→ **Travail demandé**
Veuillez reproduire à l'identique toutes les entrées qui suivent, sans en omettre aucune.

→ **Données de l'exercice**
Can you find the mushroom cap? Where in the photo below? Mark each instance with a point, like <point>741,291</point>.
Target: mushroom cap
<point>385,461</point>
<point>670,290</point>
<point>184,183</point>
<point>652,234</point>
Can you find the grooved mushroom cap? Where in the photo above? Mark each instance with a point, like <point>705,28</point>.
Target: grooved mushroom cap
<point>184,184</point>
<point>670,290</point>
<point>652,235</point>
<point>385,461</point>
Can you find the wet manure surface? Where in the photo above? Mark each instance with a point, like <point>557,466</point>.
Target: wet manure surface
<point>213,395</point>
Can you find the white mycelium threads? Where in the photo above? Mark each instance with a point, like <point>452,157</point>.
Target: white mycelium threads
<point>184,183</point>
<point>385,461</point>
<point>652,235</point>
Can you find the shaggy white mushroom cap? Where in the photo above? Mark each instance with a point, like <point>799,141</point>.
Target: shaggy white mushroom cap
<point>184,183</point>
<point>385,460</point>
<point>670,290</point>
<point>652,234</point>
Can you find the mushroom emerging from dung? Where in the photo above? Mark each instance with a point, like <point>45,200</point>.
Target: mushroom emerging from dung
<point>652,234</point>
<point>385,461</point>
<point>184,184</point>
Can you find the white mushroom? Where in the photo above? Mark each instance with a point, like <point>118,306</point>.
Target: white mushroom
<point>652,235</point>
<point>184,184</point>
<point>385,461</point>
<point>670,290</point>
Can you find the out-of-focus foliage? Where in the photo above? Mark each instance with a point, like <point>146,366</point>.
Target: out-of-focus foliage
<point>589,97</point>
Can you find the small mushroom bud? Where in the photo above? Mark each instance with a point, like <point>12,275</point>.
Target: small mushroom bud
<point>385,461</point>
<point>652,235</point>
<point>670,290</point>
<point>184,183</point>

→ **Résultat ci-dessous**
Can you find the mushroom cap? Where in the photo below? Mark each instance with a point, like <point>741,291</point>.
Target: mushroom cap
<point>385,461</point>
<point>670,290</point>
<point>184,183</point>
<point>652,234</point>
Can you find the grooved mushroom cap? Where in the photo above? Mark each instance with a point, like <point>705,28</point>.
Target: grooved mushroom cap
<point>184,184</point>
<point>670,290</point>
<point>652,235</point>
<point>385,461</point>
Can you find the wet manure surface? Where in the photo above? Mark each instance with a point, like <point>557,466</point>.
Target: wet manure surface
<point>213,395</point>
Can you find the white mycelium threads? Where in the photo above? Mark each instance with a point, like <point>452,157</point>.
Target: white mycelium threads
<point>184,183</point>
<point>385,461</point>
<point>652,235</point>
Can you find the shaggy white mushroom cap? Where in the photo above? Mark each instance with a point, like <point>799,141</point>.
Target: shaggy white mushroom cap
<point>184,183</point>
<point>385,460</point>
<point>670,290</point>
<point>652,234</point>
Can you find the mushroom emerging from dung? Where in the photo above? Mark each instance with a point, like <point>45,200</point>.
Target: mushroom emerging from dung
<point>652,234</point>
<point>385,461</point>
<point>184,184</point>
Can you find the white mushroom? Where in the photo above? Mark each instance with a point, like <point>118,306</point>.
Target: white mushroom
<point>652,235</point>
<point>184,184</point>
<point>385,461</point>
<point>670,290</point>
Can you find the out-of-focus foliage? Where in the photo above? Mark each instance with a point, like <point>146,366</point>.
Target: out-of-focus foliage
<point>589,97</point>
Can you find the small mushroom bud? Where in the photo above? Mark each instance with a point, like <point>12,275</point>.
Target: small mushroom bud
<point>385,461</point>
<point>652,235</point>
<point>670,290</point>
<point>184,183</point>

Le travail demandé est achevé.